> Given text
******
AfriqueGemma models for African language translation are now available through the SDK.

### Profiler Operation Transport and Metrics

The profiler now captures detailed load/download metrics and stream profiling data, giving deeper visibility into SDK operation performance.

## Bug Fixes

### @qvac/sdk

* **Addon logging fixed across all plugins** — Logging callbacks were not being properly attached to some addon plugins, resulting in missing addon-level logs. All plugins now correctly route native addon logs through the SDK logging system.
* **Parakeet addon logger** now uses the correct `params.modelId` for log routing.
* **RPC race condition** in `getRPCInstance` resolved — concurrent initialization calls no longer create duplicate worker instances.
* **Delegated model unload** now correctly unloads the model on the provider device instead of only removing the local registry entry.
* **Stale delegated model entries** are replaced on re-registration instead of accumulating.
******
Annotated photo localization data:
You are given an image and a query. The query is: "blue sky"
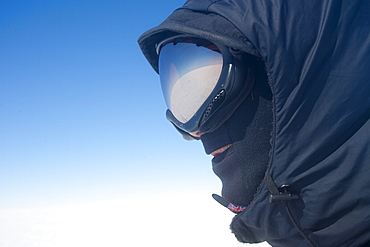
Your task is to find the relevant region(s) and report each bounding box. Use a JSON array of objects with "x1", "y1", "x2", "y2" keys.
[
  {"x1": 0, "y1": 0, "x2": 214, "y2": 207},
  {"x1": 0, "y1": 0, "x2": 272, "y2": 247}
]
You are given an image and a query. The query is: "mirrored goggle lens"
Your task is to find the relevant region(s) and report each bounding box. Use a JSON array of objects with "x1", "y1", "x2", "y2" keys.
[{"x1": 158, "y1": 43, "x2": 223, "y2": 123}]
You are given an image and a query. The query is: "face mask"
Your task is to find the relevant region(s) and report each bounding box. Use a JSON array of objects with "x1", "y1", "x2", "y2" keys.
[{"x1": 201, "y1": 79, "x2": 273, "y2": 206}]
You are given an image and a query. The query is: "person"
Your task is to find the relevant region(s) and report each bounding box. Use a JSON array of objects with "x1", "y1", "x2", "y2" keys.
[{"x1": 138, "y1": 0, "x2": 370, "y2": 247}]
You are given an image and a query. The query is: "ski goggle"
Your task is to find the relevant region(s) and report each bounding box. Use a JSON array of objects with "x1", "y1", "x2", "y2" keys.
[{"x1": 157, "y1": 36, "x2": 254, "y2": 136}]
******
> Task list
(a) According to the release notes, why were addon-level logs missing before the fix?
(b) List the bug fixes the release notes give under @qvac/sdk, using the bolded name of each.
(c) Extend the release notes from their last sentence.

> Answers for this exercise
(a) Logging callbacks were not being properly attached to some addon plugins, so those logs went missing. After the fix, all plugins route native addon logs through the SDK logging system.

(b)
1. Addon logging fixed across all plugins
2. Parakeet addon logger
3. RPC race condition
4. Delegated model unload
5. Stale delegated model entries

(c)
***

## 📦 Model Changes

### Added Models

**OCR:**

* `OCR_DETECTOR_DB_MOBILENET_V3_LARGE`
* `OCR_DETECTOR_DB_RESNET50`
* `OCR_RECOGNIZER_CRNN_MOBILENET_V3_SMALL`
* `OCR_RECOGNIZER_PARSEQ`

**Parakeet (CTC):**

* `PARAKEET_CTC_FP32`, `PARAKEET_CTC_DATA_FP32`, `PARAKEET_CTC_VOCAB`, `PARAKEET_CTC_INT8`, `PARAKEET_CTC_CONFIG`
* `PARAKEET_CTC_FP32_1`, `PARAKEET_CTC_DATA_FP32_1`, `PARAKEET_CTC_TOKENIZER`

**Parakeet (Sortformer / EOU):**

* `PARAKEET_SORTFORMER_FP32`
* `PARAKEET_EOU_ENCODER_FP32`, `PARAKEET_EOU_DECODER_FP32`, `PARAKEET_EOU_TOKENIZER`

**Parakeet (TDT — renamed from unprefixed):**

* `PARAKEET_TDT_ENCODER_FP32`, `PARAKEET_TDT_ENCODER_DATA_FP32`, `PARAKEET_TDT_DECODER_FP32`, `PARAKEET_TDT_VOCAB`, `PARAKEET_TDT_PREPROCESSOR_FP32`
* `PARAKEET_TDT_ENCODER_INT8`, `PARAKEET_TDT_DECODER_INT8`, `PARAKEET_TDT_PREPROCESSOR_INT8`

### Removed Models

The following unprefixed Parakeet constants were replaced by their `TDT_` equivalents (see breaking changes):

* `PARAKEET_ENCODER_FP32`, `PARAKEET_ENCODER_DATA_FP32`, `PARAKEET_DECODER_FP32`, `PARAKEET_VOCAB`, `PARAKEET_PREPROCESSOR_FP32`
* `PARAKEET_ENCODER_INT8`, `PARAKEET_DECODER_INT8`, `PARAKEET_PREPROCESSOR_INT8`

***

## 🧹 Other Changes

* Consolidated transcription schemas and shared ops into a unified structure.
* Updated `@qvac/tts-onnx` to v0.6.1 and `@qvac/transcription-whispercpp` addon.
* Aligned TTS plugin artifact patterns.
* Ported Android E2E test workflow to the monorepo.
* Improved changelog aggregation to prefer `CHANGELOG_LLM.md` when available.
* Reorganized monorepo documentation structure.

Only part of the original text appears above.